:: Extract to read ::

CURRENT REPORT
Pursuant to Section 13
or 15(d) of the
Securities Exchange Act of 1934
Date of Report: August 15, 2006
UNIVERSAL FOREST PRODUCTS,
INC.
(Exact Name of
Registrant as Specified in Charter)
Michigan (State or Other Jurisdiction of Incorporation) |
00-22684 (Commission File Number) |
38-1465835 (IRS Employer Identification No.) |
2801 East Beltline, N.E. Grand Rapids, Michigan (Address of principal executive office) |
49525 (Zip Code) |
Registrants telephone number, including area code: (616) 364-6161
Check the appropriate box below if the Form 8-K filing is intended to simultaneously satisfy the filing obligation of the registrant under any of the following provisions:
[_] Written communications pursuant
to Rule 425 under the Section Act (17 CFR 230.425)
[_] Soliciting material pursuant to
Rule 14a-12 under the Exchange Act (17 CFR 240.14a-12).
[_] Pre-commencement
communications pursuant to Rule 14d-2(b) under the Exchange Act (17 CFR 240-14d-2(b)).
[_] Pre-commencement communications pursuant to Rule 13e-4(c) under the Exchange Act (17 CFR
240.13e-4(c)).

:: Entries shown ::
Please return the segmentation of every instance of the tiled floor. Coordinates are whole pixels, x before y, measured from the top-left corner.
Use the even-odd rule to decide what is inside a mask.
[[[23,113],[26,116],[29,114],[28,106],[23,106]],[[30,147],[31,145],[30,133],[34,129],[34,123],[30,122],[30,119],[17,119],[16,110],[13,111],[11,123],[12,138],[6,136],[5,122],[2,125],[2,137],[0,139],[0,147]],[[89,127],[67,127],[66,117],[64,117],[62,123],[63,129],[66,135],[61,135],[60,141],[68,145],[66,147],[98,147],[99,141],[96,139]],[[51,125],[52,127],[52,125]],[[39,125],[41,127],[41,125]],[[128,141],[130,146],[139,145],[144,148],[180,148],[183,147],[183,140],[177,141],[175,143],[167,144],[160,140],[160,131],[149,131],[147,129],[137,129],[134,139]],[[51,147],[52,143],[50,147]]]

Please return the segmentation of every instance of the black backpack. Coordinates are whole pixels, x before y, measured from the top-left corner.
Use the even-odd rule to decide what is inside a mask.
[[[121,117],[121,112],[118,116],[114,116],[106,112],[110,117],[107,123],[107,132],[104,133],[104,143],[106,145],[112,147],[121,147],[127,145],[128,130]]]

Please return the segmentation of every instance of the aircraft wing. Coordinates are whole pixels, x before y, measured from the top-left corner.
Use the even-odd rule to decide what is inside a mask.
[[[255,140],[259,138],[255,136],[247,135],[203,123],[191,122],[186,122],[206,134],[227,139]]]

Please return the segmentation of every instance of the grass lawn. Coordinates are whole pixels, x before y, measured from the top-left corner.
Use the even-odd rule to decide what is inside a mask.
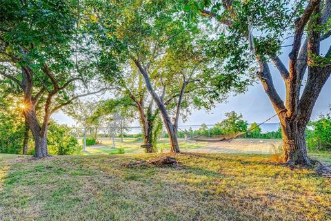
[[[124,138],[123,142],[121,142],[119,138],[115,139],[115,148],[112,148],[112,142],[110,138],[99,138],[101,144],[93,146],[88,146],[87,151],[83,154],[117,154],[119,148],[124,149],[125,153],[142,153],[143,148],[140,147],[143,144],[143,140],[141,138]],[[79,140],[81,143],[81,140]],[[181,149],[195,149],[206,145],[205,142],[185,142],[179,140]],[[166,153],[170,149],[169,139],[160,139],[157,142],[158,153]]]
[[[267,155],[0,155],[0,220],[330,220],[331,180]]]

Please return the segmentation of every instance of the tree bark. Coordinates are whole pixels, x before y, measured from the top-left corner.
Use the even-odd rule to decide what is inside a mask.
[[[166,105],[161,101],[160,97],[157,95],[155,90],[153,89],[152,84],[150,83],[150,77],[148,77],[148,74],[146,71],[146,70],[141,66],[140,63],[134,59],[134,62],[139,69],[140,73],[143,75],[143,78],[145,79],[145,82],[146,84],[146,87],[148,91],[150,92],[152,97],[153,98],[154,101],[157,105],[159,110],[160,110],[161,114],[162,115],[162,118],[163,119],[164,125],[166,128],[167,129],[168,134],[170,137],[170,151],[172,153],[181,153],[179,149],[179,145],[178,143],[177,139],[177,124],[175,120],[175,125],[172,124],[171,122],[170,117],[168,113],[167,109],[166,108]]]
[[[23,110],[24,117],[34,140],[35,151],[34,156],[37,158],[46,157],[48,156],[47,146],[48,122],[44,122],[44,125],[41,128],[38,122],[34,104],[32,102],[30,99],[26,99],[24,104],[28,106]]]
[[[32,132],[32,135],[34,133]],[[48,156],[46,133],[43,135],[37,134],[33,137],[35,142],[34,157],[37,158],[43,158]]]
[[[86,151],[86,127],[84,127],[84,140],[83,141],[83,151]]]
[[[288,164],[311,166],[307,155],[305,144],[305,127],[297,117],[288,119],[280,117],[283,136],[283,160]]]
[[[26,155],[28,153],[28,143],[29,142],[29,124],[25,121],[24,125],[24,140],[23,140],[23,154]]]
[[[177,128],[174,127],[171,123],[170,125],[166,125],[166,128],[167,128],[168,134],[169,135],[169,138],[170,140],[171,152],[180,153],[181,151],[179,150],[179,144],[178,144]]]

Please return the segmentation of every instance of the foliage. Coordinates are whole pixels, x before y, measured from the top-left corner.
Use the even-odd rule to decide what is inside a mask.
...
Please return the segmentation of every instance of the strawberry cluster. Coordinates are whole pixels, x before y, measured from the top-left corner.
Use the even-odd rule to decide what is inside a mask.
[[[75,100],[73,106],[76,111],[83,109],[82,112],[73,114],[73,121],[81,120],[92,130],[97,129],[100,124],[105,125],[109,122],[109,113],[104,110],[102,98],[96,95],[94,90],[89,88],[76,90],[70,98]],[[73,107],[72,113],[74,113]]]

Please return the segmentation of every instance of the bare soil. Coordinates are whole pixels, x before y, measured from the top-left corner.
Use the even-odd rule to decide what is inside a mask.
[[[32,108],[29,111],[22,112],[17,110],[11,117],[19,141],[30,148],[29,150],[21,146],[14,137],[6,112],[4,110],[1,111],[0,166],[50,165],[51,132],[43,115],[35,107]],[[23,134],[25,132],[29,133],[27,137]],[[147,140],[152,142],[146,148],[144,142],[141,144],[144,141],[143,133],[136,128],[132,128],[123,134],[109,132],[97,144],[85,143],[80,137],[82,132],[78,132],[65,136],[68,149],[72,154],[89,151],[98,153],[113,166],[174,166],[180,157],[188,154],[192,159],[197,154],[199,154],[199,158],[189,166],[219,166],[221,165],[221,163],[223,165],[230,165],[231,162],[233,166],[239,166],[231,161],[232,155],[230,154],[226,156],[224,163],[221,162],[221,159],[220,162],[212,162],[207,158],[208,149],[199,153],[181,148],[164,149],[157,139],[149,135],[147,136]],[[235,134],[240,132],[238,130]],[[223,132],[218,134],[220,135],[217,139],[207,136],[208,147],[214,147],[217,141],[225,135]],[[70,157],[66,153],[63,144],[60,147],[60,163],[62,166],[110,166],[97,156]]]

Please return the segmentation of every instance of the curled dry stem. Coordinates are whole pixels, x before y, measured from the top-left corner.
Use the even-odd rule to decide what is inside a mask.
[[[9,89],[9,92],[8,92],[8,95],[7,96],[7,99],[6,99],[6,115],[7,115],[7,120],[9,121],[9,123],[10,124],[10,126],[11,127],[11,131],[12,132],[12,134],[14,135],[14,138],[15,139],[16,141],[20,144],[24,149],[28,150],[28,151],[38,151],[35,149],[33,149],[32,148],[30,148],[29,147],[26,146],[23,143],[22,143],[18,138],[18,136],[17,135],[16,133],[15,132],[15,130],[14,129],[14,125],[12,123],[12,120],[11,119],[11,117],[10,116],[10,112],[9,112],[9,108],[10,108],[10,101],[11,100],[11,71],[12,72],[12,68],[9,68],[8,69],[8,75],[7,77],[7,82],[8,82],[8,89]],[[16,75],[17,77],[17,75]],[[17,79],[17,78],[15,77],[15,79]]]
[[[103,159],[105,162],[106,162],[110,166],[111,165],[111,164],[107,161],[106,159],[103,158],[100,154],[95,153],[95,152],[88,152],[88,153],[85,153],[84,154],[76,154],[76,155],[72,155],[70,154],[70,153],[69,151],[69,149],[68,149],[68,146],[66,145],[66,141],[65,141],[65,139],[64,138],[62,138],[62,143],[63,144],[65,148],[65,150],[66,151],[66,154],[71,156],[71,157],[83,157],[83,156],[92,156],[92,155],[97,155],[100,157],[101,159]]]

:: Jobs ::
a. Return the part of the filing cover page starting with "[_] Soliciting material" and going on through "240.13e-4(c)).", copied word for word.
b. What date of report does the filing cover page give?

:: Written answers ::
a.
[_] Soliciting material pursuant to
Rule 14a-12 under the Exchange Act (17 CFR 240.14a-12).
[_] Pre-commencement
communications pursuant to Rule 14d-2(b) under the Exchange Act (17 CFR 240-14d-2(b)).
[_] Pre-commencement communications pursuant to Rule 13e-4(c) under the Exchange Act (17 CFR
240.13e-4(c)).

b. August 15, 2006